→ Excerto de origem

* * * *

Imobiliário de Luxo ou pechisbeque?
Imóvel “de luxo”, numa localização ‘premium’, com acabamentos de altíssima qualidade, uma volupia para os sentidos... A adjectivação pulula pelos websites de promotores (geralmente mais comedidos) e mediadores imobiliários.
Mas, afinal, o que é o imobiliário de luxo? Do que estamos a falar? Não estarão os padrões generalizados do imobiliário de luxo em Portugal abaixo da bitola internacional?
Com a subida dos preços das casas, o termo ‘luxo’ banalizou-se e passou a ser habitual designar-se ‘imóvel de luxo’ só pelo facto de ser mais caro. Na hotelaria subsiste o critério da classificação do número de estrelas, mas mesmo esse têm vindo a ser alterado ao longo dos tempos. De todo o modo, continua a ser um padrão orientador razoável. E no imobiliário?

* * * *

Entradas de dados extraídos:
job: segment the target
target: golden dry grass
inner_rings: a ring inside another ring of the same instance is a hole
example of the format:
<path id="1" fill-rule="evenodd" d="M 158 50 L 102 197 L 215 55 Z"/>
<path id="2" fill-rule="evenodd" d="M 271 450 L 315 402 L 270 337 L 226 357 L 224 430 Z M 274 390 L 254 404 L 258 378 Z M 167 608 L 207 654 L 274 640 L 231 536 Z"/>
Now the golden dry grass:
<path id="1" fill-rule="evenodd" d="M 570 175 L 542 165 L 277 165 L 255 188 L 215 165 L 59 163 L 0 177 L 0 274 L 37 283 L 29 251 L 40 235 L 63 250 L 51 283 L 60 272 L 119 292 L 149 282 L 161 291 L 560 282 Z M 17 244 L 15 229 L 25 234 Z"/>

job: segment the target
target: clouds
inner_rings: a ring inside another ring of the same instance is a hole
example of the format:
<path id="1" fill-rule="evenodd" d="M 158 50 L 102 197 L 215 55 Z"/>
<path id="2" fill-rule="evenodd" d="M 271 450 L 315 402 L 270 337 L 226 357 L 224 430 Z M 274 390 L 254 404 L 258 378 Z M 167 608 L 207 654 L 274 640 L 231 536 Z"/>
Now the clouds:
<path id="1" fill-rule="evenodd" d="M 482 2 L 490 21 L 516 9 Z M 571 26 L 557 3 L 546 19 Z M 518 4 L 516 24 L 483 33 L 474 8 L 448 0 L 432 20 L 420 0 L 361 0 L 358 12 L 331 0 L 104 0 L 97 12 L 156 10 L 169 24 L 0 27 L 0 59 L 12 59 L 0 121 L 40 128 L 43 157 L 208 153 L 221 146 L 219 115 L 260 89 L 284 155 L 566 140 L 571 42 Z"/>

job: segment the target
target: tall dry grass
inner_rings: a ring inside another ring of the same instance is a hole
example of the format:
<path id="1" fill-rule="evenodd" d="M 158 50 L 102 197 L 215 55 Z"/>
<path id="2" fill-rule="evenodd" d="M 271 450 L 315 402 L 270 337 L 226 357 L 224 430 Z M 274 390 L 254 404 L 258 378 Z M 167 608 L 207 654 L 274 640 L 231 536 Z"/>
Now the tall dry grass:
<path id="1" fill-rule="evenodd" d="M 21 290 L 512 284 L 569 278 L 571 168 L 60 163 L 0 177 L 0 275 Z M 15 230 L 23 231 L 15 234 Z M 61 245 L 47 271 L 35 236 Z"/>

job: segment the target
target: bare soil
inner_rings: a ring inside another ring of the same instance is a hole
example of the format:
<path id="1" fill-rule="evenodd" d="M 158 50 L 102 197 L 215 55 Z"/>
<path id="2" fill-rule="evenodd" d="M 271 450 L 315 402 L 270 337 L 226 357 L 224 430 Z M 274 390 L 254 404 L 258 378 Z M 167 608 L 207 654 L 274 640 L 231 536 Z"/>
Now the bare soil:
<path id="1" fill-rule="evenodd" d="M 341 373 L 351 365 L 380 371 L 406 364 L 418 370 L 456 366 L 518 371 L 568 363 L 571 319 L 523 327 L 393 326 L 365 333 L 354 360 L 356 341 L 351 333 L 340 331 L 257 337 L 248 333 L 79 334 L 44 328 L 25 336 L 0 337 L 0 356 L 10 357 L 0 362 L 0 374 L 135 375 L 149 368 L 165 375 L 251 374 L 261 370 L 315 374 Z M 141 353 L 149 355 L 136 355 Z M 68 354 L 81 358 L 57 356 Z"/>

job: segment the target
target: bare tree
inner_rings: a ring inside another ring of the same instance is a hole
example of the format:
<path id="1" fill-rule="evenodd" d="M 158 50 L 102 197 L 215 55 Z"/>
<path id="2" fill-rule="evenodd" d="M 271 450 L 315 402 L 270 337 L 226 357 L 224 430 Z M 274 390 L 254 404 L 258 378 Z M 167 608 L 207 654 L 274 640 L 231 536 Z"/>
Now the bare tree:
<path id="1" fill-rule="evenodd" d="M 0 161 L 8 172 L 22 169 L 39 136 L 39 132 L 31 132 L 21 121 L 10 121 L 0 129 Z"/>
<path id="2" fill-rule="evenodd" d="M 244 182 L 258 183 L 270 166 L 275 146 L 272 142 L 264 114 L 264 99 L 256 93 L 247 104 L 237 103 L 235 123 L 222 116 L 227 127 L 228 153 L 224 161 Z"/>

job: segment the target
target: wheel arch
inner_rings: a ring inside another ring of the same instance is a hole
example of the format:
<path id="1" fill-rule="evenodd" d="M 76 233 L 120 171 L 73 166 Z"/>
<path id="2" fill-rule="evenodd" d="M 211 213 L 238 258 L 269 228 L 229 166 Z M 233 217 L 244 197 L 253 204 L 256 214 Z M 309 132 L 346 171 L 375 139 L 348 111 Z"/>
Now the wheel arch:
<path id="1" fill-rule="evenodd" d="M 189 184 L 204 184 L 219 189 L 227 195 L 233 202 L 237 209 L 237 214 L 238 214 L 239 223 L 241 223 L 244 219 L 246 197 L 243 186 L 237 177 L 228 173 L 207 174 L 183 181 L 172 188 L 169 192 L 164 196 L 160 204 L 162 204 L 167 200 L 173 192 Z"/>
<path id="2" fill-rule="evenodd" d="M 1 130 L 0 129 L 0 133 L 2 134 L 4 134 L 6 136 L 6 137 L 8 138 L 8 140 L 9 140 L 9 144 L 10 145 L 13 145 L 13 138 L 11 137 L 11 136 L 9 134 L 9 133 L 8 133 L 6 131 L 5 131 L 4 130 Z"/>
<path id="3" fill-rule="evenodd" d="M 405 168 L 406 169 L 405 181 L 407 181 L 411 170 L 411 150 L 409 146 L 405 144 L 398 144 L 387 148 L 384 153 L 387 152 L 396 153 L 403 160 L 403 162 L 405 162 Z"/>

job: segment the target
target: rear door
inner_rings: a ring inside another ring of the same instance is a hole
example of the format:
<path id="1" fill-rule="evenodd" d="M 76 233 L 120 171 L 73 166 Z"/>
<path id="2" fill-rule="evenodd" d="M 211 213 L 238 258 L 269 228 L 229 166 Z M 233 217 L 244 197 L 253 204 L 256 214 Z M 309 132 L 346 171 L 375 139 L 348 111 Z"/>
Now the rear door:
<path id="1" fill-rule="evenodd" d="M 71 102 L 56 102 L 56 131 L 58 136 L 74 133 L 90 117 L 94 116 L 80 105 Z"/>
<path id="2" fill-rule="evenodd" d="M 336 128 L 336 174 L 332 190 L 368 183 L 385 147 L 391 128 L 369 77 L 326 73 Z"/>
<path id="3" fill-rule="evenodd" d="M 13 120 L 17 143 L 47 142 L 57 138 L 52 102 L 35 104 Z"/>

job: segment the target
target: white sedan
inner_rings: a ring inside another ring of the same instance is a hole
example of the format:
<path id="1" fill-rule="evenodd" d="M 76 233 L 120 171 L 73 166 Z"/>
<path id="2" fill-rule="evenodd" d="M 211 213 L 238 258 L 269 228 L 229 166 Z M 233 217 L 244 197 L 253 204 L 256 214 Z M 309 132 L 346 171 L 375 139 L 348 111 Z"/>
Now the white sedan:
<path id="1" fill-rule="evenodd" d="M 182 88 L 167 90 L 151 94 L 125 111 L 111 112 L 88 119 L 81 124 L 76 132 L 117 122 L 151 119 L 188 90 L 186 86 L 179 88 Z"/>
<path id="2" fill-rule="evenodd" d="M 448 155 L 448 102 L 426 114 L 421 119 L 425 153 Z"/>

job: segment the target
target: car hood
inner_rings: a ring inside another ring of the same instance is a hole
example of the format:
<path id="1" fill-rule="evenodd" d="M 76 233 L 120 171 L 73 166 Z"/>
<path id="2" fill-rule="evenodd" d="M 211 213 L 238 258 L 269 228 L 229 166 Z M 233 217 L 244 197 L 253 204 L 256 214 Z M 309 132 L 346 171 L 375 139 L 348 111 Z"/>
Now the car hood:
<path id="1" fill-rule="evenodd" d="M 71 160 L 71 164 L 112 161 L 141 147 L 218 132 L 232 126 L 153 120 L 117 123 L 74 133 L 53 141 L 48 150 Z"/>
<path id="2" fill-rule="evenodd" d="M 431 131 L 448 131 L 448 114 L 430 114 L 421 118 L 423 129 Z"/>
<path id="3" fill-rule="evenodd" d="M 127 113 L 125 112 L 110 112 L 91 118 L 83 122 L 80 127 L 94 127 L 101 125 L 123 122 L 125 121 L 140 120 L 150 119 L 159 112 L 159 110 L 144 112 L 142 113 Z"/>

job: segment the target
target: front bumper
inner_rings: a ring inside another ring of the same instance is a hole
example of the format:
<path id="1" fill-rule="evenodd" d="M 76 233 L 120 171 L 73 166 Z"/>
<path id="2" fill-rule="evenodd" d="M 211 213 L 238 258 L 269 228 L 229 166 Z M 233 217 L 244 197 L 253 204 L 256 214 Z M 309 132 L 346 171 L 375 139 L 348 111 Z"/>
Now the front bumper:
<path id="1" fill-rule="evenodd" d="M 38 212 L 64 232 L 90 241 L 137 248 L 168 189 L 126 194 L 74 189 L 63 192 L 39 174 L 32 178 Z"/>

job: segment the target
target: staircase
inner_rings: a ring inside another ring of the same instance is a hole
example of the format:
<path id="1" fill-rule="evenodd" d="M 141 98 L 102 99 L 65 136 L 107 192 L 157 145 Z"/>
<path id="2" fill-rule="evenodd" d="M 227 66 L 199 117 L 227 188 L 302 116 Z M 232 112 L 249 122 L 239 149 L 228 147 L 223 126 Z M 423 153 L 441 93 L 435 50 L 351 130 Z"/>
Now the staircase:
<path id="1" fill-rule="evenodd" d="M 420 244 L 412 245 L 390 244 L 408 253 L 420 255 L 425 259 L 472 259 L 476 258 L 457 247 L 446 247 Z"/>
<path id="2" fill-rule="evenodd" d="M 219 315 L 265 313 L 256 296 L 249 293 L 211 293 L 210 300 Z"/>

* * * *

→ Tarefas a realizar
1. Segundo o texto sobre imobiliário de luxo, que critério subsiste na hotelaria?
2. Transcreva todas as frases interrogativas do texto sobre imobiliário de luxo, incluindo o título.

→ Respostas por tarefa
1. Na hotelaria subsiste o critério da classificação do número de estrelas.

2.
- Imobiliário de Luxo ou pechisbeque?
- Mas, afinal, o que é o imobiliário de luxo?
- Do que estamos a falar?
- Não estarão os padrões generalizados do imobiliário de luxo em Portugal abaixo da bitola internacional?
- E no imobiliário?